__EXERCISE AIM__. Restate every line below word for word, but drop each picture.
[EXCERPTED DATA]
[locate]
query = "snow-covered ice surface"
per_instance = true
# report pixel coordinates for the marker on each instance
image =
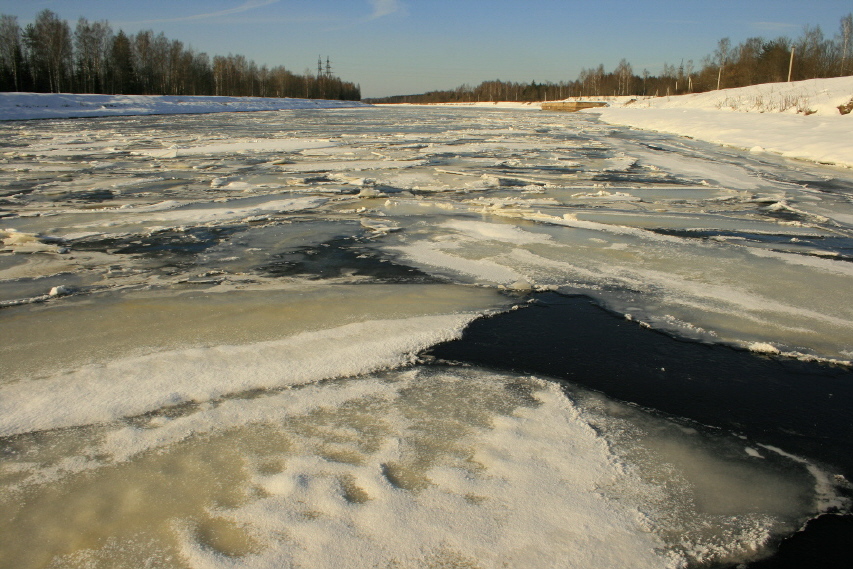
(22, 106)
(213, 334)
[/EXCERPTED DATA]
__RESPONSE AREA__.
[locate]
query = "snow-covered ice surface"
per_instance = true
# report pixel coordinates for the marker on each instance
image =
(22, 106)
(213, 334)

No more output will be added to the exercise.